╔══

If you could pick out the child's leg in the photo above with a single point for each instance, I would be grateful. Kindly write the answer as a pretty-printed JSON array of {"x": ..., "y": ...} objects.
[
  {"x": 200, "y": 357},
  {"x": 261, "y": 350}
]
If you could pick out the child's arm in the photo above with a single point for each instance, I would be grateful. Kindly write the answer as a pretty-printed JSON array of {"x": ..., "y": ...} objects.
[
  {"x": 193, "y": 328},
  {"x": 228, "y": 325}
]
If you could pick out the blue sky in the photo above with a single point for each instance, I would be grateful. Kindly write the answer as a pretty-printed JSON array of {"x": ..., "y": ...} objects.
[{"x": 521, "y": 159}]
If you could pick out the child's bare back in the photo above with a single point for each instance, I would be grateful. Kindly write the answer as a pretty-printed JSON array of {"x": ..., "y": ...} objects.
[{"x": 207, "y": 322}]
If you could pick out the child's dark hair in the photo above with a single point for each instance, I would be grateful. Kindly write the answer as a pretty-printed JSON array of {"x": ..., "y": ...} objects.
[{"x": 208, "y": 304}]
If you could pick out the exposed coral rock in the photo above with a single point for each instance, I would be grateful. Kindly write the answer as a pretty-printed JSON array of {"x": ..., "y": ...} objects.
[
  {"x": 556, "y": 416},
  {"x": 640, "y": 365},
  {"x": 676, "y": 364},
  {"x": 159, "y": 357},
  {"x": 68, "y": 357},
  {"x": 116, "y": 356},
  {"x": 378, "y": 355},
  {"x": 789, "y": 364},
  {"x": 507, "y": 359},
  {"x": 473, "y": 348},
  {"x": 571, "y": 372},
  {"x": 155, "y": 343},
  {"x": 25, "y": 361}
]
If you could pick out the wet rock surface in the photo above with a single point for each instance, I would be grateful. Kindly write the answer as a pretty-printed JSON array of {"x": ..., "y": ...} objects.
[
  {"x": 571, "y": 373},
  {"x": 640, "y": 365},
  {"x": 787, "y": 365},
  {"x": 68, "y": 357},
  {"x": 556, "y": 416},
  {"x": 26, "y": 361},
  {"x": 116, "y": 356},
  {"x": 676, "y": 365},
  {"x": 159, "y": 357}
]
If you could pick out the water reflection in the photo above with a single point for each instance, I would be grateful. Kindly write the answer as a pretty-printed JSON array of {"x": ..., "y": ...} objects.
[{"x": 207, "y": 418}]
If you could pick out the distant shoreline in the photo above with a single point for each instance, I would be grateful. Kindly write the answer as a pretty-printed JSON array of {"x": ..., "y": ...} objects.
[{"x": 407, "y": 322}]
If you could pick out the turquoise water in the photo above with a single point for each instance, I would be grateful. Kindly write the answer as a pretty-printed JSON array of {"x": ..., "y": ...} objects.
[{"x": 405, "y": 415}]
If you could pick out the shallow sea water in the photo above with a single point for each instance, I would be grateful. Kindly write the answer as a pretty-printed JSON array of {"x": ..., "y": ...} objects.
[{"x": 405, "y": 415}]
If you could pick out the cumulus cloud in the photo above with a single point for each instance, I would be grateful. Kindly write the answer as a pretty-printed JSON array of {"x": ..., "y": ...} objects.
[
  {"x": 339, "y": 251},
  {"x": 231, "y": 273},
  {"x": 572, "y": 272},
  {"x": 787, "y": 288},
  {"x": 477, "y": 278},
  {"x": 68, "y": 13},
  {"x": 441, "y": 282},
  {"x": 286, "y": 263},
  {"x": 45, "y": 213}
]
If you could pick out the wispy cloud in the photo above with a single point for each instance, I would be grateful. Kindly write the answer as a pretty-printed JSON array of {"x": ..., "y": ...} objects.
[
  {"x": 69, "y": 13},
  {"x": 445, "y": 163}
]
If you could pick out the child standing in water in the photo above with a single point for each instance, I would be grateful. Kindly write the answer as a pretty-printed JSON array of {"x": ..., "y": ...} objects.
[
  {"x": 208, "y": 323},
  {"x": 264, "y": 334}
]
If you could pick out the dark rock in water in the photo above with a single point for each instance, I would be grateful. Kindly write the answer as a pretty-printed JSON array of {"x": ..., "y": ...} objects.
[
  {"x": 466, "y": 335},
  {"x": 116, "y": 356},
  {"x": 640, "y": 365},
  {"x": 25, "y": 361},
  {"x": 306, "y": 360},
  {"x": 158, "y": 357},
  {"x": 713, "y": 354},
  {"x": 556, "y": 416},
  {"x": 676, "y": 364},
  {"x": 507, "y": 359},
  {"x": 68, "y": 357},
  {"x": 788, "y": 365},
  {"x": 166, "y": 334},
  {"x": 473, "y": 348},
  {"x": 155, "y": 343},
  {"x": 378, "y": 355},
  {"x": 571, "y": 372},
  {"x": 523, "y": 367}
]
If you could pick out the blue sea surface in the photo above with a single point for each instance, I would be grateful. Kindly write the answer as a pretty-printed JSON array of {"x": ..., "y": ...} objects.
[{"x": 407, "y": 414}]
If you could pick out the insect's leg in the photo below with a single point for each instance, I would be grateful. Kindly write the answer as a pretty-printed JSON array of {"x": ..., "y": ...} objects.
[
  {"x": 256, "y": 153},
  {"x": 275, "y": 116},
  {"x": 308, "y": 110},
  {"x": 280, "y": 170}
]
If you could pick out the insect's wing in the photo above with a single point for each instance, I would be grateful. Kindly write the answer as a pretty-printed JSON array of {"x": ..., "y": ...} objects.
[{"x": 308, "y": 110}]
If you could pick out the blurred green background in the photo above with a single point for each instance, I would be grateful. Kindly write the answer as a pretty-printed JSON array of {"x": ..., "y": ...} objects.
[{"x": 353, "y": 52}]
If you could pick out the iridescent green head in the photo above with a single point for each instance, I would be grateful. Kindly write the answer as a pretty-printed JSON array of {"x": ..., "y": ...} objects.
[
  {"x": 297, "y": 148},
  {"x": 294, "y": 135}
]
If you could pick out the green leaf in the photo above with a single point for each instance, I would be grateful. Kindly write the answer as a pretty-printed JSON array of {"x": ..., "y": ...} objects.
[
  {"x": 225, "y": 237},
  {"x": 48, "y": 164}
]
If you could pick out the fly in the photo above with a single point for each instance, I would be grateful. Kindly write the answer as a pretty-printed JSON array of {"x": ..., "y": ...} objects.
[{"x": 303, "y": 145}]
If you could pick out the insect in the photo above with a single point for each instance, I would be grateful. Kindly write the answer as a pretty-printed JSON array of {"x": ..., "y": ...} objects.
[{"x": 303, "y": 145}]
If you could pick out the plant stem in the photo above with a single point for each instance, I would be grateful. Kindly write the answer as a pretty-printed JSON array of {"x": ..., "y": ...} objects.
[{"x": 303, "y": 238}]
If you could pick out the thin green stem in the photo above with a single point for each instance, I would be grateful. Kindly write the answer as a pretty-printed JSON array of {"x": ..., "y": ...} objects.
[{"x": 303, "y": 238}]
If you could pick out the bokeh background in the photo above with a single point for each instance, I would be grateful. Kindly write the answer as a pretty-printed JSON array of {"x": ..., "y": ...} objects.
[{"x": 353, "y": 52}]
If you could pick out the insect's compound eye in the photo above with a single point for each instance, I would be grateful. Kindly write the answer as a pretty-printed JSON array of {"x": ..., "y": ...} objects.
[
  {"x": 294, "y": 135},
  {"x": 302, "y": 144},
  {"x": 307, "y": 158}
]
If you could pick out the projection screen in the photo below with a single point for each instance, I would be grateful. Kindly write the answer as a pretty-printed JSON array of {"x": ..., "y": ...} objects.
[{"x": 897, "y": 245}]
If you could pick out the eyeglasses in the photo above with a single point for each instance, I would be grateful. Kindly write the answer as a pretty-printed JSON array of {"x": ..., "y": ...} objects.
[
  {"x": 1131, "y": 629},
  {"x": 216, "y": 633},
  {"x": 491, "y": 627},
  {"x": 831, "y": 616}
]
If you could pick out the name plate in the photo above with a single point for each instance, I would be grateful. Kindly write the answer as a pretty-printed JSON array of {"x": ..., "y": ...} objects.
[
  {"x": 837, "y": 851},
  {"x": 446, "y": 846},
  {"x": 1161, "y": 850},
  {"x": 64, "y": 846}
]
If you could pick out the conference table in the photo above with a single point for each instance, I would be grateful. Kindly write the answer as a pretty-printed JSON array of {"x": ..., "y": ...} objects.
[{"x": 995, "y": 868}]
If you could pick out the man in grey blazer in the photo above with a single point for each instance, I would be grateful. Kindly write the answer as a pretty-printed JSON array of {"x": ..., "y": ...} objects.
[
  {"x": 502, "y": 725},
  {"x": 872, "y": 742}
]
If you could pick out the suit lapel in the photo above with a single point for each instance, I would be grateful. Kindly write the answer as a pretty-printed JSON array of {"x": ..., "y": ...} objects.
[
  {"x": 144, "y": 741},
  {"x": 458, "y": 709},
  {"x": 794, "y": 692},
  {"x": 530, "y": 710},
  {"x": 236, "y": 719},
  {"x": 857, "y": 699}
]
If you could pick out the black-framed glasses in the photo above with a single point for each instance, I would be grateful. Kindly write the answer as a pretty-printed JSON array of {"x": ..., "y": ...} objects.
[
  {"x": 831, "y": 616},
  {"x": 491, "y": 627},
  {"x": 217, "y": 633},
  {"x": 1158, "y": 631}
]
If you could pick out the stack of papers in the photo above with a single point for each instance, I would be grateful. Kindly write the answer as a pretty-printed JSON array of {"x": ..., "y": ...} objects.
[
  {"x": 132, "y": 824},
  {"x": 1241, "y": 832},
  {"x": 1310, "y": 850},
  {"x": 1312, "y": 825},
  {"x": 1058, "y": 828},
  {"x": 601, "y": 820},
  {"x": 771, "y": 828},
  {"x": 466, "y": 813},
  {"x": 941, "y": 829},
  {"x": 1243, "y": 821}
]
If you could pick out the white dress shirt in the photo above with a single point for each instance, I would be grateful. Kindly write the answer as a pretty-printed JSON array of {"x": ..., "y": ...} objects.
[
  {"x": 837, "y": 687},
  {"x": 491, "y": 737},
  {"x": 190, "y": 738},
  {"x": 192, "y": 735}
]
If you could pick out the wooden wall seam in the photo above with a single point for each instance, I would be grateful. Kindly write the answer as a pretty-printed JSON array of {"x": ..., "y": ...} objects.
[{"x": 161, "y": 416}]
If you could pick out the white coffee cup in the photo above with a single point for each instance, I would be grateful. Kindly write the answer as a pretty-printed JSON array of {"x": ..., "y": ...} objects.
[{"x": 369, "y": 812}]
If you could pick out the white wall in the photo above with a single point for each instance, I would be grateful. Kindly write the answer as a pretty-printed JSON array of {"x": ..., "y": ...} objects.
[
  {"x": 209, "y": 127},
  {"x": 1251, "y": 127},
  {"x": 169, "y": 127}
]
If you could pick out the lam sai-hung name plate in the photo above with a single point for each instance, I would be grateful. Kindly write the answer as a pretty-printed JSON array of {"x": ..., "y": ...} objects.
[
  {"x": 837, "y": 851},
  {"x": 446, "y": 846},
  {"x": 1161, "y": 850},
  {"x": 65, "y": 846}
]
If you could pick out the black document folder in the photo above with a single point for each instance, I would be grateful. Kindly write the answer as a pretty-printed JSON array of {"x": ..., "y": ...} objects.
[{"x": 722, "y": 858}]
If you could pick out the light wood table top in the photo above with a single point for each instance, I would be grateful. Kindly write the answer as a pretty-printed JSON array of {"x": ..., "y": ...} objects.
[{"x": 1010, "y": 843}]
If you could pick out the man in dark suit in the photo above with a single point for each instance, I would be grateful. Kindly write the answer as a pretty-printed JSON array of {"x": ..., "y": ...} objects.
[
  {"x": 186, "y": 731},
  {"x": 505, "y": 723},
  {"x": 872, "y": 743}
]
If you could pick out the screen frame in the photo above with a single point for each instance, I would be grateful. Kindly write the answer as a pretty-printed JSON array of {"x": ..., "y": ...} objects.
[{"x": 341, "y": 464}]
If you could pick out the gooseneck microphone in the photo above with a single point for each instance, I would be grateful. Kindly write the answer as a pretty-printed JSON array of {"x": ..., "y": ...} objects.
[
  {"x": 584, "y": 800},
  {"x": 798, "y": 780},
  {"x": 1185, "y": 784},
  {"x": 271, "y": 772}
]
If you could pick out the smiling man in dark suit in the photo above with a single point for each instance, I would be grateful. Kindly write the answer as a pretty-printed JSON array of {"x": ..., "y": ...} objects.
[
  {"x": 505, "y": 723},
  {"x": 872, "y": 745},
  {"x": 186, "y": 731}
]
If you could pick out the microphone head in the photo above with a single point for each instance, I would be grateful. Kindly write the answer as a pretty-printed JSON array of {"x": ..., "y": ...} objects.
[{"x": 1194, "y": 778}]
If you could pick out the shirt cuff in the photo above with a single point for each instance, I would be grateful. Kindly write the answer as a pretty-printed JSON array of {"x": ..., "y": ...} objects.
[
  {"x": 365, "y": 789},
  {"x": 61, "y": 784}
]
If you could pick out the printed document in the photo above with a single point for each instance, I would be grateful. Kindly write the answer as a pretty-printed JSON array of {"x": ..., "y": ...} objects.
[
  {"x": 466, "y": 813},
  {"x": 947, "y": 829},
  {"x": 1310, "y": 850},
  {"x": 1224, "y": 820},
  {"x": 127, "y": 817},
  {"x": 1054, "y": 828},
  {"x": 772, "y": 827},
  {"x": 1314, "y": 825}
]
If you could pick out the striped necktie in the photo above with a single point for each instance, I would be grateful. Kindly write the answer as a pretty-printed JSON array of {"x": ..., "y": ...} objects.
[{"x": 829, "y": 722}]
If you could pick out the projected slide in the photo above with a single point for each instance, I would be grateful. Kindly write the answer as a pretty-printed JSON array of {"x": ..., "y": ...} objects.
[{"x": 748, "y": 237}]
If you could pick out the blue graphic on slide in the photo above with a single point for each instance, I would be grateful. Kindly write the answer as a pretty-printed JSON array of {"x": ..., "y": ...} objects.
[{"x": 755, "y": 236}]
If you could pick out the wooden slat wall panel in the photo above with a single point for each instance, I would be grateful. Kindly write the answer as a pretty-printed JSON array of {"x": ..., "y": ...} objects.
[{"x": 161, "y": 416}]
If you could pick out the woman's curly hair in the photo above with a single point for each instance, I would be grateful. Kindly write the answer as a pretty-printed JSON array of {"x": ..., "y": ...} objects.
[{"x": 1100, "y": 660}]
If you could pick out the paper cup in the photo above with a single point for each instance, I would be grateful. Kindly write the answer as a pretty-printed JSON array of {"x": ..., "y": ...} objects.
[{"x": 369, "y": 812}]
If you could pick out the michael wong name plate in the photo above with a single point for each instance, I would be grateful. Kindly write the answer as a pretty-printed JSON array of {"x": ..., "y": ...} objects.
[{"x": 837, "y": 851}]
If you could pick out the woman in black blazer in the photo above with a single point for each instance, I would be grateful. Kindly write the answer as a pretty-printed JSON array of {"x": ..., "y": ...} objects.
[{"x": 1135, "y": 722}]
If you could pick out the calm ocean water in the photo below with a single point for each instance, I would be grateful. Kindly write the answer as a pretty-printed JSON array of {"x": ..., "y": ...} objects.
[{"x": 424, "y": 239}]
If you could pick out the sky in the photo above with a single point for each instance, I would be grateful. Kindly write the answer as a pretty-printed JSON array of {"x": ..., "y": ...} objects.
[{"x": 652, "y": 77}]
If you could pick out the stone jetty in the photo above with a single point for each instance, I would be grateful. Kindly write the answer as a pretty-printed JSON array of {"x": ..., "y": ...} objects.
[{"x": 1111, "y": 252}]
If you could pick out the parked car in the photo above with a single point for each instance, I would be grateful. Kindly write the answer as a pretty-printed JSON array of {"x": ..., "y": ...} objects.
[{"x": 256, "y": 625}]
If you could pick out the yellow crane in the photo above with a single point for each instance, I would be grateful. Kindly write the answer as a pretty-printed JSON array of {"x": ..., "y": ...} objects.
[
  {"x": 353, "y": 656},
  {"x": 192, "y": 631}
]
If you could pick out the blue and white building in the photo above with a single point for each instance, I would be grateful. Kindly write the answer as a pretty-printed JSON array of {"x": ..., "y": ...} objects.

╚══

- [Instructions to follow] Transcribe only the trailing portion of the entries above: the line that contains "If you could pick out the sky" and each line after it.

- [Written answer]
If you could pick out the sky in the photo above with a single point for each instance, I would be grateful. Kindly write the answer as a pretty-printed JSON array of {"x": ..., "y": ...} objects.
[{"x": 652, "y": 77}]
If you could pick out the stone jetty in the photo above with a single point for each instance, I would be grateful. Kindly write the answer as a pretty-printed JSON array of {"x": ..., "y": ...} objects.
[{"x": 1111, "y": 252}]
If you could pick out the parked car in the photo above with a single point for each instance, I would be grateful. Kindly write the answer as a pretty-printed JSON array of {"x": ..., "y": ...} objects.
[{"x": 256, "y": 625}]
If you could pick out the yellow crane in the photo above with a single point for each instance, I would be grateful. Kindly write the answer as a pretty-printed JSON array of {"x": ..., "y": ...} objects.
[
  {"x": 353, "y": 656},
  {"x": 192, "y": 631}
]
If you could pick out the blue and white building in the photo above with a single point for each instance, I would be grateful. Kindly write the answer as a pretty-printed JSON array of {"x": ..., "y": ...} objects.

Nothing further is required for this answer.